* _Selection_:
===
We do not agree with CFC that there should be no NTP&S allowed; there are appropriate uses of excess capacity or slack resources which can benefit the utility, the marketplace and (if there is revenue sharing and there are appropriate safeguards in place) ratepayers. Allowing more efficient use of resources under a reasonable set of rules will not prevent us from scrutinizing utility operations in general rate cases to ferret out attempts to pad payrolls to allow provision of NTP&S. We also will not tolerate any loss of focus by the utility on the core utility services it provides.
We also do not agree with CWA that the NTP&S rules in place since 2000 should be left in place, unchanged. Now is the time to look at updates and changes to the rules. Rule X of the rules in Appendix A will supersede the rules regarding NTP&S from D.00-07-018 (and as later modified). Similarly, notwithstanding settlement provisions approved by D.07-12-011 for Cal Water and by D.98-06-028 for Golden State Water, these two utilities will be allowed to offer non-tariffed products and services consistent with the rules we adopt today.
Overall, the current NTP&S rules are a good starting point. We find no specific concerns which require a complete overhaul of the current NTP&S rules, but acknowledge that some clarifications and updates are required. We use the Staff Proposed Rules and the comments as the vehicle. As discussed in the OIR, the biggest problem stemming from these rules has been inconsistent applicability among different water companies. There is no good reason why some water utilities in the same class should be subject to different rules for NTP&S than others, or why the rules should not apply equally to sewer utilities. We will modify the rules so that they apply equally to all covered water and sewer utilities.
A second issue is the relationship between NTP&S rules and affiliate transactions rules. Currently, it is unclear whether a water utility may provide NTP&S to its affiliate, or under what conditions. For example, Cal Water has provided billing and marketing for Extended Service Protection (ESP) to its affiliate, CWS Utility Services. The affiliate has contracted with an unrelated entity, Home Emergency Insurance Solutions, for the actual ESP service. After the Commission issued D.07-12-055, Cal Water gave its utility customers notice that they were being switched from CWS Utility Services to Home Services for the ESP service unless they opted out within a set time. In A.08-05-019, Cal Water seeks a Commission order confirming the action above complies with D.07-12-055 and approving the accounting. In a related application, A.08-07-004, Cal Water requests to modify its holding company decision (D.97-12-011) to allow it to directly offer the non-tariffed billing and marketing service to Home Emergency Insurance Solutions under the Commission's excess capacity rules.
===
Reproduce the section of the NTP&S rules text from "Overall, the current" up to and including "and sewer utilities.". The rows that follow come from a separate source unrelated to the text.

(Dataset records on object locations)
===
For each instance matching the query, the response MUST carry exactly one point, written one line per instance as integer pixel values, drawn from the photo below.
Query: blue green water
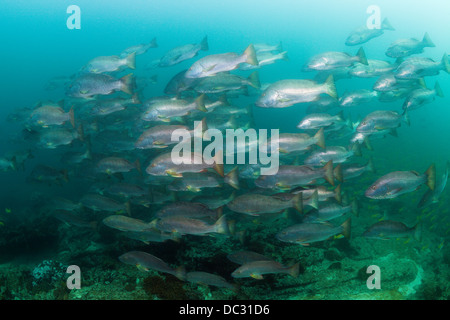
(37, 46)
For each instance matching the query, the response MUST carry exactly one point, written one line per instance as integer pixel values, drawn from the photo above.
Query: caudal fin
(319, 137)
(445, 63)
(200, 103)
(71, 117)
(131, 60)
(250, 56)
(232, 178)
(431, 177)
(328, 172)
(386, 25)
(346, 228)
(253, 80)
(426, 41)
(127, 83)
(438, 90)
(362, 56)
(204, 44)
(331, 87)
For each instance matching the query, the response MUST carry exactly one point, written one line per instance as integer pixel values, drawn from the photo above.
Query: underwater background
(36, 248)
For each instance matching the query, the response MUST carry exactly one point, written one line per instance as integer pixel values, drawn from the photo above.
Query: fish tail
(295, 270)
(337, 172)
(319, 137)
(355, 207)
(338, 193)
(362, 56)
(314, 200)
(426, 41)
(232, 178)
(445, 63)
(71, 117)
(417, 232)
(438, 90)
(218, 163)
(431, 177)
(346, 228)
(253, 80)
(328, 172)
(204, 44)
(370, 167)
(127, 83)
(250, 56)
(297, 202)
(221, 225)
(131, 60)
(180, 273)
(153, 43)
(331, 87)
(386, 25)
(200, 103)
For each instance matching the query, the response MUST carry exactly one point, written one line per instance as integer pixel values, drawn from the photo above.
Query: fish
(363, 34)
(55, 137)
(374, 68)
(330, 211)
(389, 229)
(351, 171)
(214, 202)
(163, 165)
(223, 82)
(389, 82)
(406, 47)
(124, 223)
(245, 256)
(146, 261)
(139, 48)
(89, 85)
(108, 106)
(184, 225)
(296, 142)
(112, 165)
(258, 204)
(98, 202)
(127, 190)
(187, 210)
(419, 67)
(213, 64)
(432, 196)
(8, 164)
(265, 58)
(307, 233)
(419, 97)
(315, 121)
(337, 154)
(110, 63)
(333, 60)
(45, 174)
(256, 269)
(397, 183)
(182, 53)
(209, 279)
(165, 110)
(48, 115)
(74, 219)
(290, 176)
(357, 97)
(285, 93)
(380, 120)
(160, 136)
===
* _Exercise output_:
Overall, the current NTP&S rules are a good starting point. We find no specific concerns which require a complete overhaul of the current NTP&S rules, but acknowledge that some clarifications and updates are required. We use the Staff Proposed Rules and the comments as the vehicle. As discussed in the OIR, the biggest problem stemming from these rules has been inconsistent applicability among different water companies. There is no good reason why some water utilities in the same class should be subject to different rules for NTP&S than others, or why the rules should not apply equally to sewer utilities. We will modify the rules so that they apply equally to all covered water and sewer utilities.